Y esa generación que lloró antes por Allende y ahora es clase media-alta y hasta panista algunas veces, nos dice con la mano en la cintura bueno ya hice lo que pude, ahora les toca a ustedes. Ja ja ja.

Y hay, símbolos y movimientos, que todavía dicen cosas en las que podría creer. Y hay una que otra persona, cercana, que se dejó seducir, gente de corazón enorme, que ahora da clases de secundaria en una comunidad indígena en Chiapas, por ejemplo.
Yo no pude hacer lo mismo. Simple y sencillamente porque si hay alguna vena heroica en mí, es más débil y más cobarde y se quedó más acá de esa frontera. Porque se necesita una medida de fe que yo no tengo.

El problema, a lo mejor, es preocuparse por la humanidad. Quizás, como decía una amiga ayer, lo mejor que le puede pasar al mundo es que el cambio climático siga su curso y nos aniquile, o aniquile a la mayoría, y dejemos de ser una carga tan pesada sobre el pobre planeta Tierra. Qué manía ésta la de preocuparnos por nuestros semejantes, pensar que deberíamos durar como especie, piojitos microscópicos que somos en la escala general del universo. Mejor nos evadimos en lo que llega el hundimiento, en la heroína, o la tele, los videojuegos, los antidepresivos o los sueños, y qué-más-da.

Y entonces se hace el silencio cabizbajo en la mesa y alguien carraspea un poquito y sugiere Cuernavaca y todos sonreímos y nos olvidamos.

Pero no pude dormir bien anoche. Otra vez. Creo que soñé con África. Otra vez.

Mi problema repetitivo es que no se me dan los discursos universales, y la fe en una esperanza o una redención generalizada es un discurso universal; y la ausencia absoluta de esperanza a la manera de los que se liberan de toda carga de empatía o preocupación por los semejantes, también es un discurso universal; es fe, del signo positivo o del signo negativo, y a mí lo que no se me da es la fe, de cualquier tipo.

Y así como sucede con la idea enorme del amor, con respecto a la idea enorme de la humanidad no ando en busca de una victoria definitiva y permanente, pero me refugio en la noción de destellos. Momentos cargados de lucidez o de poesía y ya con eso, alcanza para ir tirando y sobrevivir la noción oscura del mundo.

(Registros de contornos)
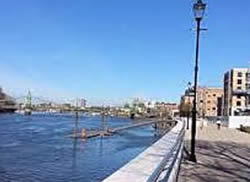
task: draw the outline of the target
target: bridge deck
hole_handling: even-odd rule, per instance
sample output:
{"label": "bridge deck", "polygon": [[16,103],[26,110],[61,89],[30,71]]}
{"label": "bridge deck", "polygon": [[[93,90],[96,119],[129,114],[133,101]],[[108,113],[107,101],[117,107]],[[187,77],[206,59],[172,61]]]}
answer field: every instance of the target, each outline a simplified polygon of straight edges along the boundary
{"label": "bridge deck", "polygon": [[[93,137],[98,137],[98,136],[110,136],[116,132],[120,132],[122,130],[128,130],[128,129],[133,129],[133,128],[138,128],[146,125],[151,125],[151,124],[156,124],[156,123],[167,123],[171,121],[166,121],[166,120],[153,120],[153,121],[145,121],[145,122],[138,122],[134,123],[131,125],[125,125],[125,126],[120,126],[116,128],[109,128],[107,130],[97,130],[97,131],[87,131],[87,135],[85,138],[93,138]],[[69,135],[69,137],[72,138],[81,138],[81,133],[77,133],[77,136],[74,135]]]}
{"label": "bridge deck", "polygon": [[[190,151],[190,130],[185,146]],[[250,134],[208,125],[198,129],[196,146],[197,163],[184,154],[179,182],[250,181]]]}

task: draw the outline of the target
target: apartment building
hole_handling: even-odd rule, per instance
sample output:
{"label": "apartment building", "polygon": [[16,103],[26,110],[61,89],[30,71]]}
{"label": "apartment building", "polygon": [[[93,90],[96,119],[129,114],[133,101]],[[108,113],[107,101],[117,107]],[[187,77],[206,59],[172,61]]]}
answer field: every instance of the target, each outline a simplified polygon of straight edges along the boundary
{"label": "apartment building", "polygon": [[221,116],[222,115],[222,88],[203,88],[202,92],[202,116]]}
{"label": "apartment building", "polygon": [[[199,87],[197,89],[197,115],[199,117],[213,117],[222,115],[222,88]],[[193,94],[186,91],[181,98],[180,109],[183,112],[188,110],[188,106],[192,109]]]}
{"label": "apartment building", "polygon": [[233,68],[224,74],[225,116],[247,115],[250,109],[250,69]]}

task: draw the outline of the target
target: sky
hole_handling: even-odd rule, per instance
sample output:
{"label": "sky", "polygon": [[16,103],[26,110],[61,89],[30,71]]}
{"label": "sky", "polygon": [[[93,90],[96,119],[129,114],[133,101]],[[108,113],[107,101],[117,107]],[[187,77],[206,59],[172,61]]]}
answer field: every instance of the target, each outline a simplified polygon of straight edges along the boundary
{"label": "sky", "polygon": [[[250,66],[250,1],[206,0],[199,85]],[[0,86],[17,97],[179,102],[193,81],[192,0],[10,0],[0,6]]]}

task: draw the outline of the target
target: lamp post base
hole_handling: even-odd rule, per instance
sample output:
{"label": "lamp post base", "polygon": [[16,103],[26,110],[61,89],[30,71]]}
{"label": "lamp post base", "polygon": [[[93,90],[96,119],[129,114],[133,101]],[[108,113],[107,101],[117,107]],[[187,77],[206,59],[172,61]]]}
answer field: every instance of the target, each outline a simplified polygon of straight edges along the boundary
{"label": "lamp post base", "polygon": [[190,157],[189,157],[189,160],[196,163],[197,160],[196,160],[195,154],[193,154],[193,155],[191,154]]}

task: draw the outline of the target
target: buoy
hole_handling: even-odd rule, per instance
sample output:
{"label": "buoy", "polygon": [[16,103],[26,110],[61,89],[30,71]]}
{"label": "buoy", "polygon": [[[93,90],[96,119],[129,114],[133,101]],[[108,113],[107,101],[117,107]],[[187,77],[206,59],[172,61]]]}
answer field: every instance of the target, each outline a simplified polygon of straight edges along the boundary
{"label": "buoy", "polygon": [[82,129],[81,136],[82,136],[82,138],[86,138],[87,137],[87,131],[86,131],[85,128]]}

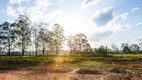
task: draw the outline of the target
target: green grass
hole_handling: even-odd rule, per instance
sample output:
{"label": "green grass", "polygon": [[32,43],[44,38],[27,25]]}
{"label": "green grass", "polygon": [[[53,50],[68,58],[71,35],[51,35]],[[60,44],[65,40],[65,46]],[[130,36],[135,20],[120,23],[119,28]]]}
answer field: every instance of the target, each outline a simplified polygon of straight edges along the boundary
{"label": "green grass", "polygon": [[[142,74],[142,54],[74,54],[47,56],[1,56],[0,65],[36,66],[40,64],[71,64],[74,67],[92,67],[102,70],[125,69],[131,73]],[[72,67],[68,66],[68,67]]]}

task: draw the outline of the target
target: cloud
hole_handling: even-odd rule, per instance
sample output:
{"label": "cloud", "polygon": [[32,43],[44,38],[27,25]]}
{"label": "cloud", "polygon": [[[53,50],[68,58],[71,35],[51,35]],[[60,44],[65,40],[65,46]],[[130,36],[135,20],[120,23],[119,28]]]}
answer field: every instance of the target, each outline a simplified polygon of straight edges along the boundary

> _Instrucciones de la tarea_
Reproduce al pie de la letra el fragmento del texto sobre la fe y la humanidad que empieza con "Yo no pude hacer" y sigue hasta "yo no tengo.".

> _Resultado del ejercicio_
Yo no pude hacer lo mismo. Simple y sencillamente porque si hay alguna vena heroica en mí, es más débil y más cobarde y se quedó más acá de esa frontera. Porque se necesita una medida de fe que yo no tengo.